Task objective:
Print exactly the lines from the one containing "find potato plant" through the last line of the listing, both included.

Provided information:
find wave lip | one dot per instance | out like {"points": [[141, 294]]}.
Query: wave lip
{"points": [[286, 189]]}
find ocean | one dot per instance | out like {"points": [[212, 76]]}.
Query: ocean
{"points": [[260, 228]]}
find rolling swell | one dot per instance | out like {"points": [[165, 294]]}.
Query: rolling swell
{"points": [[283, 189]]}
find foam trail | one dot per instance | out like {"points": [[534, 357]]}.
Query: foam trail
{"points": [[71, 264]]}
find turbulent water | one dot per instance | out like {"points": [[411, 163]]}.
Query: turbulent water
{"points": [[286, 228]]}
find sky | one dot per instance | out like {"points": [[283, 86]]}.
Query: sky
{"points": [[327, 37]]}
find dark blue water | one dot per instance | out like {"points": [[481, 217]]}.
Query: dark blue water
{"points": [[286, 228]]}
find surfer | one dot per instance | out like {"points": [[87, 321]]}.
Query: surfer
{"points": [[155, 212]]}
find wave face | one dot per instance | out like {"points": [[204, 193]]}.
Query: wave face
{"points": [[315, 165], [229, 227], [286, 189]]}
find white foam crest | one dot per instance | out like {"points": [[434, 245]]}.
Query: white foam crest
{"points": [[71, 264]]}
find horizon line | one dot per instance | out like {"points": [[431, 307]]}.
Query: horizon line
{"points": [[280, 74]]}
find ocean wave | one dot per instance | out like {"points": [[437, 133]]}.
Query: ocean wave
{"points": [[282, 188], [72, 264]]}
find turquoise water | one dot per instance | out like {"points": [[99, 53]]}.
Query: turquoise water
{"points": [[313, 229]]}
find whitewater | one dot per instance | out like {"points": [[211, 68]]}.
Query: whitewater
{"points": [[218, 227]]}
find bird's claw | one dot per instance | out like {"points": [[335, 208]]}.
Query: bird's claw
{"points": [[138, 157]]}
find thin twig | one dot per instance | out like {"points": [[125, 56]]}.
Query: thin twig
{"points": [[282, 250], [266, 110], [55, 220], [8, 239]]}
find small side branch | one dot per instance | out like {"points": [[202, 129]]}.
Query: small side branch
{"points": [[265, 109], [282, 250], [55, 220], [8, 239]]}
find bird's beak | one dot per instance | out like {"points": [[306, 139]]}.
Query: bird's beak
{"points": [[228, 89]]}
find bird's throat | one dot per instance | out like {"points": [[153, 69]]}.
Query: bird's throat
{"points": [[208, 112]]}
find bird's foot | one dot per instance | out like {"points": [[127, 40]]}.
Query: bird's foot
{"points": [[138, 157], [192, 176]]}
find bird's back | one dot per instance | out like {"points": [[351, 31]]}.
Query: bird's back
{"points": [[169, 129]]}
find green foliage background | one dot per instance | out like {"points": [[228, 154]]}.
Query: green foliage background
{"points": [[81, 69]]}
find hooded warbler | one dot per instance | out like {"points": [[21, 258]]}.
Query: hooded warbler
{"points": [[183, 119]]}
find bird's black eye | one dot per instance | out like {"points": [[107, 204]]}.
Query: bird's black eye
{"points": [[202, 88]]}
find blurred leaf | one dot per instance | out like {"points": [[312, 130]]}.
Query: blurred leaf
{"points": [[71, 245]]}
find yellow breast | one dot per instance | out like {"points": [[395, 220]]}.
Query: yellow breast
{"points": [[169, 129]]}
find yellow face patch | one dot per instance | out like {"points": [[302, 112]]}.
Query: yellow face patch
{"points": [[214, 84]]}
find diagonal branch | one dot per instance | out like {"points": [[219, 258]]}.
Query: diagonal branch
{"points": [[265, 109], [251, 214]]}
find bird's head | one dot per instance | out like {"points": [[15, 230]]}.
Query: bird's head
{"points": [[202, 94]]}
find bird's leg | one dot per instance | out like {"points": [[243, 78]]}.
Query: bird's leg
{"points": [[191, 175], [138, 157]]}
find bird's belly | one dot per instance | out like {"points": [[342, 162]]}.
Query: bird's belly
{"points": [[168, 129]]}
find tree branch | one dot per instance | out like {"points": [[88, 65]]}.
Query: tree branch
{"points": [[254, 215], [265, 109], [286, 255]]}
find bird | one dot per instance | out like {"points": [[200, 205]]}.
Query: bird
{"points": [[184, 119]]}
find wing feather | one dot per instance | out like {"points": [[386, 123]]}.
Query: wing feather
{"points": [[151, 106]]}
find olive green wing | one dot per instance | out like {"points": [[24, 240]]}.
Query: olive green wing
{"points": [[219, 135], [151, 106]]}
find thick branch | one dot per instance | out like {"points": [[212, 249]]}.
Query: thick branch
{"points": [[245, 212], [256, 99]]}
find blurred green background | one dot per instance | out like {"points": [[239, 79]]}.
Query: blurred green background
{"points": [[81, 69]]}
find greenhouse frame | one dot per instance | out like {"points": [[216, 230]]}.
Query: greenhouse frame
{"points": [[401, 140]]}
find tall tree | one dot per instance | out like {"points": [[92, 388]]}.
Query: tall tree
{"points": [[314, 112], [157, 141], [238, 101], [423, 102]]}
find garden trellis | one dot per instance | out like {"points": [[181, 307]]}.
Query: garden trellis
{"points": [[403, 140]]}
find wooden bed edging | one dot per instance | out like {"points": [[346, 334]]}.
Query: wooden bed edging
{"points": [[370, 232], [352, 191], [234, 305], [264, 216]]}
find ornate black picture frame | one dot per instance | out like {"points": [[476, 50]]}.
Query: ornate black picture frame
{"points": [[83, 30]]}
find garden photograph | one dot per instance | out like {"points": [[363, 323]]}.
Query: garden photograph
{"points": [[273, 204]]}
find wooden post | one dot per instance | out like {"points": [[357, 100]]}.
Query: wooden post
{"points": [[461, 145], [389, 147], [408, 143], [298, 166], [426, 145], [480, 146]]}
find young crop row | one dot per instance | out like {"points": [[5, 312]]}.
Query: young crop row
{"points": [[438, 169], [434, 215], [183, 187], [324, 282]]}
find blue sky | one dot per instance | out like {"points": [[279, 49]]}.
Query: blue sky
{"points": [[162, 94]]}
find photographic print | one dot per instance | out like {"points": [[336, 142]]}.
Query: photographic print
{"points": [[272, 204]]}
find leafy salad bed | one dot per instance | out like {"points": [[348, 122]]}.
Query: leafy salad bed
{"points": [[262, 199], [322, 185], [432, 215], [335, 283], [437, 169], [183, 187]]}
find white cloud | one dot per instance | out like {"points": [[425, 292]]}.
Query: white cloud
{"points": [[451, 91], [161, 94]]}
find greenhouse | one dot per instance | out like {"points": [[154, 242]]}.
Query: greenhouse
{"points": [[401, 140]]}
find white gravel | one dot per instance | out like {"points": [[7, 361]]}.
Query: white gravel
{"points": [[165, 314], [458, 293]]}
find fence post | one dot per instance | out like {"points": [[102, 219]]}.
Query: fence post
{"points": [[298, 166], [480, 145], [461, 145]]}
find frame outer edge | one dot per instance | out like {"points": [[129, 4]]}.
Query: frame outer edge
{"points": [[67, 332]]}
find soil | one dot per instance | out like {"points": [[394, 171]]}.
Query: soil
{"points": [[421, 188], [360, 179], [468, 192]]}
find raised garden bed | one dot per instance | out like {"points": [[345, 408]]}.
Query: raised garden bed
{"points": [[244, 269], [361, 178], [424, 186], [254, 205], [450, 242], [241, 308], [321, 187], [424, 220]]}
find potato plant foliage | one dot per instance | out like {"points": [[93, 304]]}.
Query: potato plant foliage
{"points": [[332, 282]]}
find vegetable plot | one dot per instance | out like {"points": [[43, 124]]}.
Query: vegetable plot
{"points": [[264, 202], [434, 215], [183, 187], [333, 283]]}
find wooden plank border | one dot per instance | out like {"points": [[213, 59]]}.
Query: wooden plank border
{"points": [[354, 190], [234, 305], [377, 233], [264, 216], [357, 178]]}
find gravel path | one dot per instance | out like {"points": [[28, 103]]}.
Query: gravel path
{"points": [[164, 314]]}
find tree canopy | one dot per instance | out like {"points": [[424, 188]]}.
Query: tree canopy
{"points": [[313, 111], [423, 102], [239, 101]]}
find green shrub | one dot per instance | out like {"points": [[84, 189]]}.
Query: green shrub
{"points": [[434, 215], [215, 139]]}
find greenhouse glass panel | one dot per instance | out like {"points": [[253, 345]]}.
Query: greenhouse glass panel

Answer to this task:
find potato plant foliage | one dot per instance | out like {"points": [[93, 304]]}.
Query: potato plant foliage
{"points": [[332, 282]]}
find vegetable plot | one dot per instance | out like {"points": [[43, 124]]}.
Query: vegetable plot
{"points": [[264, 202], [434, 215], [183, 187], [333, 283]]}
find wooden plank border | one dot per instance | out like {"points": [[213, 59]]}.
Query: wooden plank border
{"points": [[354, 190], [234, 305], [377, 233], [264, 216], [357, 178]]}
find gravel path | one dot per instance | out like {"points": [[28, 103]]}.
Query: gravel path
{"points": [[164, 314]]}
find tree canopy | one dot per instance | out like {"points": [[424, 188]]}.
Query: tree canopy
{"points": [[313, 111], [423, 102], [239, 101]]}
find green shrub | one dot per instance | out like {"points": [[84, 189]]}.
Query: green shrub
{"points": [[434, 215], [215, 139]]}
find greenhouse glass panel | one dot per instance | out like {"points": [[253, 345]]}.
Query: greenhouse glass panel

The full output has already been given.